Material shown START
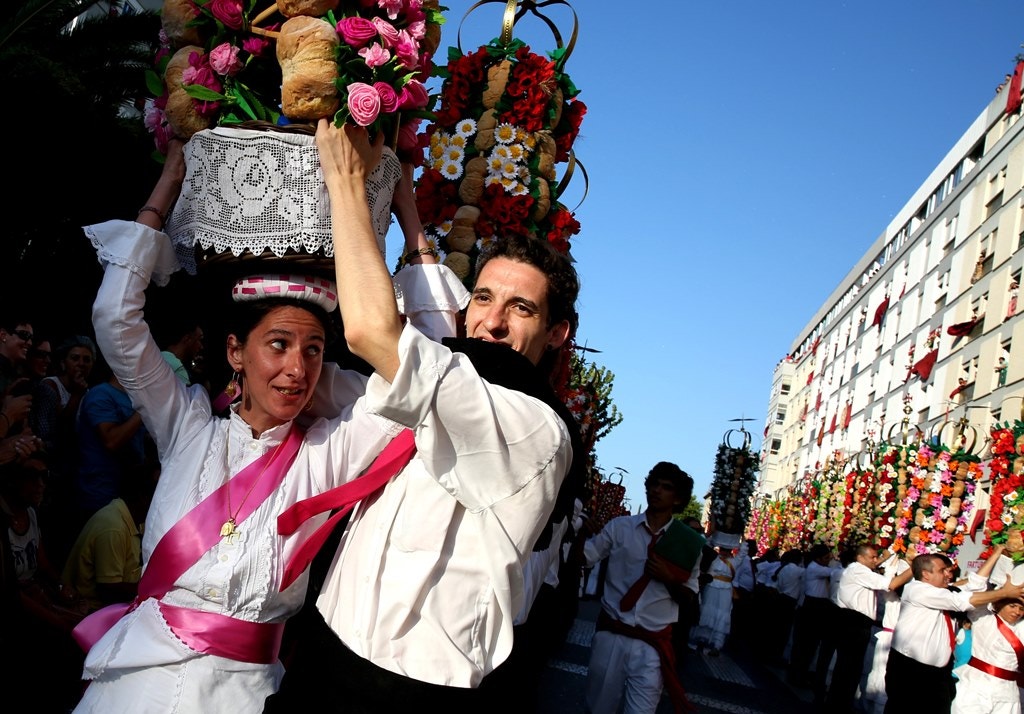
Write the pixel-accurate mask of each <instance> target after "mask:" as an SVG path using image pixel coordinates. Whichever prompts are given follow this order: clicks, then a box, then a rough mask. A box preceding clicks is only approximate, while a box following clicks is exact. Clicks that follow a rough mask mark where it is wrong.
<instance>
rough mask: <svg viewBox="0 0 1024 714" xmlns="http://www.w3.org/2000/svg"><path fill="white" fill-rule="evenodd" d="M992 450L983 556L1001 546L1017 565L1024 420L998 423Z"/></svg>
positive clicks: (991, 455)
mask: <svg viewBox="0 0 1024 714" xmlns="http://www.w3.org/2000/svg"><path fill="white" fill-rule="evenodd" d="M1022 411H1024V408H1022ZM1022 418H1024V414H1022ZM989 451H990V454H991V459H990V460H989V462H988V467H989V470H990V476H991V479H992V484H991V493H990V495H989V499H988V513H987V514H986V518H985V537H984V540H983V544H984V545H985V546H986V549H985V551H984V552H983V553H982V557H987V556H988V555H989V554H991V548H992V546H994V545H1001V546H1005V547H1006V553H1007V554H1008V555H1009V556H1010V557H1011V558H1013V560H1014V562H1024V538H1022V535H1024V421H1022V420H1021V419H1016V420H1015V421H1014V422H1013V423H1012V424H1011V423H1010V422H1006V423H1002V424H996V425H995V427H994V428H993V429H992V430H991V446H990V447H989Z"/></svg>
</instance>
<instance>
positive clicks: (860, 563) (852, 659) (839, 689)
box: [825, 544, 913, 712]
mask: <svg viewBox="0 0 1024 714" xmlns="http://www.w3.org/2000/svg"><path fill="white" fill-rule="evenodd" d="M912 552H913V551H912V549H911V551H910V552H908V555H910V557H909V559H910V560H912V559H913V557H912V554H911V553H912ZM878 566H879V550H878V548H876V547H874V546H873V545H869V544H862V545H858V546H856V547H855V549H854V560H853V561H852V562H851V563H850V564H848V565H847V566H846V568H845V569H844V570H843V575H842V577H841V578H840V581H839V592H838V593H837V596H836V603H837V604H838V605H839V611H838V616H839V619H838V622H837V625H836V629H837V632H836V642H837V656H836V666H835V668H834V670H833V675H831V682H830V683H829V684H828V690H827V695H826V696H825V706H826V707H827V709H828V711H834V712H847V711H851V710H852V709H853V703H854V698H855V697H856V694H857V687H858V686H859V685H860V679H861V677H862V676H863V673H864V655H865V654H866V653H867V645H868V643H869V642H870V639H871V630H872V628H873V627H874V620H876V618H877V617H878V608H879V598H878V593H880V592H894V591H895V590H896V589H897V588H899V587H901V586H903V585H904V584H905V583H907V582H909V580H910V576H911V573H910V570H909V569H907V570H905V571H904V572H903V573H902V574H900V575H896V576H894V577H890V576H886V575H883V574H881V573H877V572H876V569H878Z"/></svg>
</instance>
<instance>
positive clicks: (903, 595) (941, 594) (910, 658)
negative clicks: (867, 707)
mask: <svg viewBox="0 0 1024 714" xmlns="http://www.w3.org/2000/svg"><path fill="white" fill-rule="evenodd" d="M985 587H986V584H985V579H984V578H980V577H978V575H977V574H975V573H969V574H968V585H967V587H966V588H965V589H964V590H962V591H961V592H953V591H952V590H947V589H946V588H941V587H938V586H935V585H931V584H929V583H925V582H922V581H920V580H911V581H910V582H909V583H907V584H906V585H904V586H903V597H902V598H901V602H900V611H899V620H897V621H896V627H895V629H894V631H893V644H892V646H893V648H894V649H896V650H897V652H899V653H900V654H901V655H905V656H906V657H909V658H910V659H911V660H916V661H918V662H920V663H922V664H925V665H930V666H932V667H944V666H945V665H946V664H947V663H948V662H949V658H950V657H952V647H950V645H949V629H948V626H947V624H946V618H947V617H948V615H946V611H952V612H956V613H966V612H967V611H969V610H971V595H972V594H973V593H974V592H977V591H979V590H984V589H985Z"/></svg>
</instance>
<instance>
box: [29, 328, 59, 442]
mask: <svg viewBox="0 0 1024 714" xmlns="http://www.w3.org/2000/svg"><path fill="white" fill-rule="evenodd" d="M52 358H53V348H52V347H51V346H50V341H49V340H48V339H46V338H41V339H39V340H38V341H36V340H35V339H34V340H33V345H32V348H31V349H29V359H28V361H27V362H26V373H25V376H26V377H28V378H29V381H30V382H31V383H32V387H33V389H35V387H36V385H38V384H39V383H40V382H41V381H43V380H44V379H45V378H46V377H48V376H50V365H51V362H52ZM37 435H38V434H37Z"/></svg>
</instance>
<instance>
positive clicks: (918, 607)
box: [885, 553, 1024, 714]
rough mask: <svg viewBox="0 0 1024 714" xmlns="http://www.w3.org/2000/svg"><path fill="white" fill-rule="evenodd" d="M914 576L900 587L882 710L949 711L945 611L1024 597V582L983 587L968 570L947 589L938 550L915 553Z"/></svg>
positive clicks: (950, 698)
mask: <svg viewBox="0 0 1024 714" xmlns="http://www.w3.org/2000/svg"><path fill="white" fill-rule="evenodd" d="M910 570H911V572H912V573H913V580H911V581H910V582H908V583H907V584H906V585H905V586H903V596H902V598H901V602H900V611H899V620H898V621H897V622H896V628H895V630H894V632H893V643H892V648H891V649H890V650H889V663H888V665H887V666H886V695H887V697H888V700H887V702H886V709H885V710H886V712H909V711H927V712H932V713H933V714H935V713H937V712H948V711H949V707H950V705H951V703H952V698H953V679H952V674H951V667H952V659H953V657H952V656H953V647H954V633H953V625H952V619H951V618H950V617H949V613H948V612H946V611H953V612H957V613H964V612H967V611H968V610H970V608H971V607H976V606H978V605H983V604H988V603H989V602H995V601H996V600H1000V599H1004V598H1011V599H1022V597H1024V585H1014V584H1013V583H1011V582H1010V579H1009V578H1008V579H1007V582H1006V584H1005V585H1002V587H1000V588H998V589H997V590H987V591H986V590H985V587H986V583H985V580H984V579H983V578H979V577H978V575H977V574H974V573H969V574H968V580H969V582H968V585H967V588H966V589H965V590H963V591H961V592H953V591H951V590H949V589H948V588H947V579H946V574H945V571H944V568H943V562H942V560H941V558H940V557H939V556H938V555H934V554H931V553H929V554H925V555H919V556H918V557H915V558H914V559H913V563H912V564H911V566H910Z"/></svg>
Material shown END
Material shown START
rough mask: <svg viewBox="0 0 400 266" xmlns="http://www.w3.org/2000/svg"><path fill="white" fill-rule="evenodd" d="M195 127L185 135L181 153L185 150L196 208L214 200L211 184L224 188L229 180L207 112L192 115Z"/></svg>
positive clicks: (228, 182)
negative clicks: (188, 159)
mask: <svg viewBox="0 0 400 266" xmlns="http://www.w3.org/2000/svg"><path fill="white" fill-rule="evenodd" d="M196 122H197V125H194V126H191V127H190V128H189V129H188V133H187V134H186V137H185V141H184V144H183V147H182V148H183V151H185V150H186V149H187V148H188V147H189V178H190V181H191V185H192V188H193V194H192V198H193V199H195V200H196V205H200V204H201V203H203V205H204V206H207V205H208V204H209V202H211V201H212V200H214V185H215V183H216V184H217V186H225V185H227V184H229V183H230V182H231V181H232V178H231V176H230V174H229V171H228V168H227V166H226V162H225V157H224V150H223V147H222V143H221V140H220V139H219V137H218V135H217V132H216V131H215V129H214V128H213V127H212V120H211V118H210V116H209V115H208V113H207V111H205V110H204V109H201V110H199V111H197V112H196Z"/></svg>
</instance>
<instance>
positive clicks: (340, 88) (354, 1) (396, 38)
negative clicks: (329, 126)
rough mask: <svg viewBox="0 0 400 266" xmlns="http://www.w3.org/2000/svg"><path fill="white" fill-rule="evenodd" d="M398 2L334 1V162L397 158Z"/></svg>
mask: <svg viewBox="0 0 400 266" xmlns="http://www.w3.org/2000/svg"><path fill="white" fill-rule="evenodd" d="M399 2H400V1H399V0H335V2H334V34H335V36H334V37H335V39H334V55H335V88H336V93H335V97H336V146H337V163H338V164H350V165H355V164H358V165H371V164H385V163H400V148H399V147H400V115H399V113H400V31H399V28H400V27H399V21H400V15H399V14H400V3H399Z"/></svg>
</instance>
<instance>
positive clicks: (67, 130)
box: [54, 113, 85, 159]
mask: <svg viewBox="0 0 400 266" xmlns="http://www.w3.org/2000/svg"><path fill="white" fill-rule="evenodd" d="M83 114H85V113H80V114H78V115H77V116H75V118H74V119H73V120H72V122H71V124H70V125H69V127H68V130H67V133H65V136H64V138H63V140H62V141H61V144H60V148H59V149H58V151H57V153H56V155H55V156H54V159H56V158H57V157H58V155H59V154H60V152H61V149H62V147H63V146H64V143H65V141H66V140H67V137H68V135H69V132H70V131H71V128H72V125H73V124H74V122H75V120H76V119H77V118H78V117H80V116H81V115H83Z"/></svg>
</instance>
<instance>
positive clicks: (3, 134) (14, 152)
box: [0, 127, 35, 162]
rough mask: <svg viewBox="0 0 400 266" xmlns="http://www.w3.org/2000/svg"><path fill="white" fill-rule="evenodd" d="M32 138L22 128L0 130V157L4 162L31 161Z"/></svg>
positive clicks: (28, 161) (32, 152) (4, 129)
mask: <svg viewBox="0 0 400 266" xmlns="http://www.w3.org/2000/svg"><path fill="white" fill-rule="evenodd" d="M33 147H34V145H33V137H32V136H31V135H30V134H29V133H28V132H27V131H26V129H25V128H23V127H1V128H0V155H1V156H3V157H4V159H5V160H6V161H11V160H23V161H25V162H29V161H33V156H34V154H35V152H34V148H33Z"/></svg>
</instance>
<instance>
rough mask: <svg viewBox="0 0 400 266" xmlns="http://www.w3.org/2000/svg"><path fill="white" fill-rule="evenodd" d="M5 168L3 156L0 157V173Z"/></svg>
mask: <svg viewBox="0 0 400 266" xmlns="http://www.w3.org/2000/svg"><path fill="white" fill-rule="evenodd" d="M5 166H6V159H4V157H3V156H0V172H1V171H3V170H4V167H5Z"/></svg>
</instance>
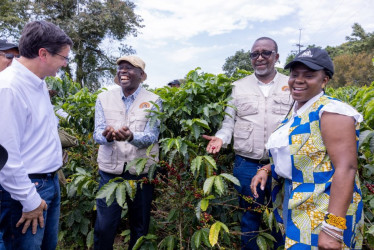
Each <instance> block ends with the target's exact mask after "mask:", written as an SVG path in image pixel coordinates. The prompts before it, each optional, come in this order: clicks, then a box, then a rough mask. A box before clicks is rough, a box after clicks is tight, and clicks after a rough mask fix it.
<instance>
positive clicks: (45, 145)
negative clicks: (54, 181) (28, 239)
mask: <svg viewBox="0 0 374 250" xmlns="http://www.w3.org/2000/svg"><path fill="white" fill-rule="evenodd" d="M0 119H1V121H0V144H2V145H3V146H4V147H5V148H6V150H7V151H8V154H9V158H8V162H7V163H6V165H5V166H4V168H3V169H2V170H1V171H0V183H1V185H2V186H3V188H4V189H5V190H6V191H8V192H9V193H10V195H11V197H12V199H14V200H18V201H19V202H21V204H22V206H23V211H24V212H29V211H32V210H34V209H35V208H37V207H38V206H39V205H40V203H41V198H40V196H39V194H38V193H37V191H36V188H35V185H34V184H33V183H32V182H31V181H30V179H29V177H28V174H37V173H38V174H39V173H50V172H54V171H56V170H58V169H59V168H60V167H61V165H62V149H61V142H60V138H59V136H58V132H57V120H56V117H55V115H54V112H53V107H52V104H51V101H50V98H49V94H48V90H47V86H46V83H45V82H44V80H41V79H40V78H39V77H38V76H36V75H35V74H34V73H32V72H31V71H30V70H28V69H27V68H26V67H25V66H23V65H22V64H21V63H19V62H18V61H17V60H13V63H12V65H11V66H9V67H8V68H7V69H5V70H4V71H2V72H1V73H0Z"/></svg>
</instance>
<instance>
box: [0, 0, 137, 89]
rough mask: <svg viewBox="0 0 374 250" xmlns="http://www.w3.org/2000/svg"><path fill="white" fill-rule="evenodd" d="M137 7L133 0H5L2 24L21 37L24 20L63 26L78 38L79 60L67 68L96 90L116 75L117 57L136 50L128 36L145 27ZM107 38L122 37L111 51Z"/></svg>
Material shown END
What the task asks:
No picture is to be printed. Output exactly the lines above from the line containing "positive clicks: (67, 130)" through the line containing "positive clicks: (45, 145)".

Solution to the exercise:
positive clicks: (67, 130)
box: [54, 113, 85, 159]
mask: <svg viewBox="0 0 400 266" xmlns="http://www.w3.org/2000/svg"><path fill="white" fill-rule="evenodd" d="M83 114H85V113H80V114H78V115H77V116H75V118H74V119H73V120H72V122H71V124H70V125H69V127H68V130H67V133H65V136H64V138H63V140H62V141H61V144H60V148H59V149H58V151H57V153H56V155H55V156H54V159H56V158H57V157H58V155H59V154H60V152H61V149H62V147H63V146H64V143H65V141H66V140H67V137H68V135H69V132H70V131H71V128H72V125H73V124H74V122H75V120H76V119H77V118H78V117H80V116H81V115H83Z"/></svg>
</instance>
<instance>
positive clicks: (3, 134) (14, 152)
box: [0, 127, 35, 162]
rough mask: <svg viewBox="0 0 400 266" xmlns="http://www.w3.org/2000/svg"><path fill="white" fill-rule="evenodd" d="M32 138L22 128L0 130V157L4 162L31 161Z"/></svg>
positive clicks: (28, 161) (32, 152) (4, 129)
mask: <svg viewBox="0 0 400 266" xmlns="http://www.w3.org/2000/svg"><path fill="white" fill-rule="evenodd" d="M33 147H34V145H33V137H32V136H31V135H30V134H29V133H28V132H27V131H26V129H25V128H23V127H1V128H0V155H1V156H3V157H4V159H5V160H6V161H11V160H23V161H25V162H29V161H33V156H34V154H35V152H34V148H33Z"/></svg>
</instance>
<instance>
rough mask: <svg viewBox="0 0 400 266" xmlns="http://www.w3.org/2000/svg"><path fill="white" fill-rule="evenodd" d="M5 168L3 156L0 157V173Z"/></svg>
mask: <svg viewBox="0 0 400 266" xmlns="http://www.w3.org/2000/svg"><path fill="white" fill-rule="evenodd" d="M5 166H6V159H4V157H3V156H0V172H1V171H3V170H4V167H5Z"/></svg>
</instance>
Each <instance> block ends with the target's exact mask after "mask:", written as an SVG path in image pixel coordinates. The prompts before it, each optional, come in this order: clicks, then a box, then a rough mask. A box before clicks is rough, a box after clicks is tight, and clicks after a rough mask fix it.
<instance>
positive clicks: (45, 145)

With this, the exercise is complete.